**Selected passage**
● ● ● ●

CENTERPOINT ENERGY SAVINGS PLAN
Notes to Financial Statements
December 31, 2008 and 2007
(b) Adoption of Accounting Pronouncements
On January 1, 2008, the Plan adopted Financial Accounting Standards Board (FASB) Statement of Financial Accounting Standards No. 157, Fair Value Measurements (SFAS No. 157), which defines fair value, establishes a framework for measuring fair value, and expands disclosure about fair value measurements. This pronouncement did not require any new fair value measurements. In February 2008, the Plan adopted FASB Staff Position (FSP) SFAS No. 157-2, Effective Date of FASB Statement No. 157 (FSP SFAS No. 157-2), which defers the effective date of SFAS No. 157 for one year for non-financial assets and non-financial liabilities that are not disclosed at fair value in the consolidated financial statements on a recurring basis. FSP SFAS No. 157-2 did not defer the recognition and disclosure requirements for financial or non-financial assets and liabilities that are measured at least annually. In October 2008, FSP SFAS 157-3, Determining the Fair Value of a Financial Asset in a Market That Is Not Active (FSP SFAS No. 157-3) was issued and effective for periods for which financial statements have not been issued. This FSPs guidance clarifies various application issues with respect to the objective of a fair value measurement, distressed transactions, relevance of observable data, and the use of management’s assumptions. The adoption of SFAS No. 157, FSP SFAS No. 157-2, and FSP SFAS No. 157-3 did not have any effect on the changes in net assets or the financial position of the Plan.
In April 2009, FSP SFAS No.157-4, Determining Fair Value When the Volume and Level of Activity for the Asset or Liability Have Significantly Decreased and Identifying Transactions That Are Not Orderly (FSP SFAS No. 157-4) was issued. Under FSP SFAS No. 157-4, if the reporting entity has determined that the volume and level of market activity has significantly decreased and transactions are not orderly, further analysis is required and adjustments to the quoted prices or transactions might be needed. FSP SFAS No. 157-4 is effective for interim and annual reporting periods ending after June 15, 2009; the Company is currently evaluating the impact on the Plan’s financial statements.
(c) Investment Valuation and Income Recognition
The Plan recognizes net appreciation or depreciation in the fair value of its investments. Investments are reflected at fair value in the financial statements, except for fully benefit-responsive investment contracts which are stated at contract value. Security transactions are recorded as of the trade date. Interest income is recorded on the accrual basis. Dividends are recorded on the ex-dividend date.

● ● ● ●

(Data drawn from a collection)
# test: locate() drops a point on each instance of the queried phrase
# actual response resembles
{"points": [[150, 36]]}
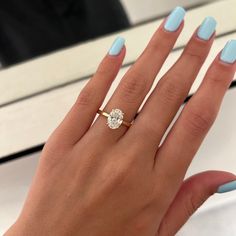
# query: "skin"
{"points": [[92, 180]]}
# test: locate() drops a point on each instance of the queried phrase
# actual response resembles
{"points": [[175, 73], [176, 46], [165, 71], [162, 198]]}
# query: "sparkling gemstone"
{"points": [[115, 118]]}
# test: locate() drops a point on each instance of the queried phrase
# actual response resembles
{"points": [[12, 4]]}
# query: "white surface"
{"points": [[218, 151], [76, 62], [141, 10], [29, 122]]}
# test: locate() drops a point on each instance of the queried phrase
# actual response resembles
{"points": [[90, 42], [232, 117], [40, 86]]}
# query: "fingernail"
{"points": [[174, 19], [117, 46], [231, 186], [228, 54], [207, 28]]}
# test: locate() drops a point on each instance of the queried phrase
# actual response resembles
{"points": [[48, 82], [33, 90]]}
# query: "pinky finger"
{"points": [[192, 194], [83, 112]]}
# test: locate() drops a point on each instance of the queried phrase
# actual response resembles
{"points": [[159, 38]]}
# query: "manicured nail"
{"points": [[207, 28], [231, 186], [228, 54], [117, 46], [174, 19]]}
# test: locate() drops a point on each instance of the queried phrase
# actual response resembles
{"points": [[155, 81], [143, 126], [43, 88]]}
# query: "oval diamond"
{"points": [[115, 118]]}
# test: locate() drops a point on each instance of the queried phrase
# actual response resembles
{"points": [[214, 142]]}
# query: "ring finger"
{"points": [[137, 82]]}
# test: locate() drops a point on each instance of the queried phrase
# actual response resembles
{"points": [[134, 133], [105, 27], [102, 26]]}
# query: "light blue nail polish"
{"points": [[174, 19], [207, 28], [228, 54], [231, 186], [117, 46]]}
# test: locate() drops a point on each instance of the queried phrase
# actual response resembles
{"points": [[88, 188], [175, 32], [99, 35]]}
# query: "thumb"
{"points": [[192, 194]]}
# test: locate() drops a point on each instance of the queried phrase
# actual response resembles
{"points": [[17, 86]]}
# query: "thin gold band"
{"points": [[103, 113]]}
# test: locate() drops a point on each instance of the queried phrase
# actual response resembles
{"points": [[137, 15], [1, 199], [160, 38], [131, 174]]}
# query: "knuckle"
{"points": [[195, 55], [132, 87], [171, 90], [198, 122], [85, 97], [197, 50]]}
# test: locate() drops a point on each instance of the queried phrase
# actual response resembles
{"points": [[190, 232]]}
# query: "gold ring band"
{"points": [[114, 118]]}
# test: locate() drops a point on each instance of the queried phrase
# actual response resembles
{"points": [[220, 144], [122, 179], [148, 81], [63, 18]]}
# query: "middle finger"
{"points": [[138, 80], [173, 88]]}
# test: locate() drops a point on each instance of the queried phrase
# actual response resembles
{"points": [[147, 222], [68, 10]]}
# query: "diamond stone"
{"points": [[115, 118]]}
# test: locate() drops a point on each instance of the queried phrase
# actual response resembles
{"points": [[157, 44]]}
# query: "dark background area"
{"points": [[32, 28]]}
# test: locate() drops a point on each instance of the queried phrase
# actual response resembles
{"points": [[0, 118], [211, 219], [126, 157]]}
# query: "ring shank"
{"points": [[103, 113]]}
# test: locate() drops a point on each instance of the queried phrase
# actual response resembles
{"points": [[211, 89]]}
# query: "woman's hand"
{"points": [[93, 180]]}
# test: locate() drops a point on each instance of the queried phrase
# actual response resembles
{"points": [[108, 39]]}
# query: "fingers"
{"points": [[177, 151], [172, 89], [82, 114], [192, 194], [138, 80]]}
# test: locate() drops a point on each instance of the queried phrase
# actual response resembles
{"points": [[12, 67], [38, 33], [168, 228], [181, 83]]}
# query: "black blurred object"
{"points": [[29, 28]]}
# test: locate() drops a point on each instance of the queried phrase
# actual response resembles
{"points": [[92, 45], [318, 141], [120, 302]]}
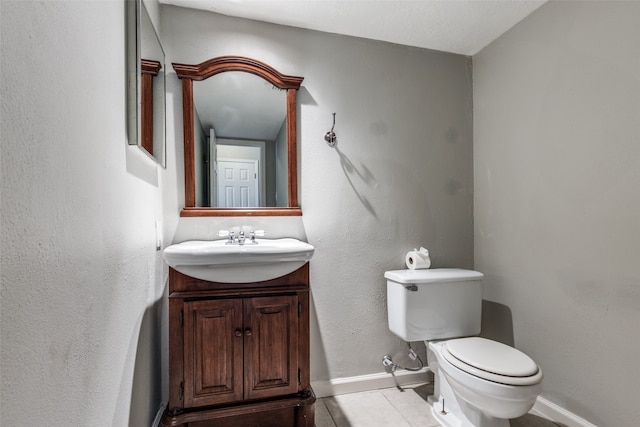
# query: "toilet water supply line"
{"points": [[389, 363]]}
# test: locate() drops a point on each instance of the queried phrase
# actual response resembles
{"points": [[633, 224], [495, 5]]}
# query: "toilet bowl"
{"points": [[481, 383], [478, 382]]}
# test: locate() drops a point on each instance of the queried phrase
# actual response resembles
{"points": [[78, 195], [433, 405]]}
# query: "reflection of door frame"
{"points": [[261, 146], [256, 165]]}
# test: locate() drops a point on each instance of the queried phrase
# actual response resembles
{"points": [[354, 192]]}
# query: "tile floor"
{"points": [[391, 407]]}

● ● ● ●

**Exercise description**
Turn the paragraph of the savings plan notes that begins "The Plan recognizes net appreciation" into a bulleted list that keeps its main facts. Rely only on the savings plan notes and not on the listing.

**Task result**
- The Plan recognizes net appreciation or depreciation in the fair value of its investments.
- Investments are shown at fair value, except fully benefit-responsive investment contracts, which are stated at contract value.
- Security transactions are recorded as of the trade date.
- Interest income is recorded on the accrual basis.
- Dividends are recorded on the ex-dividend date.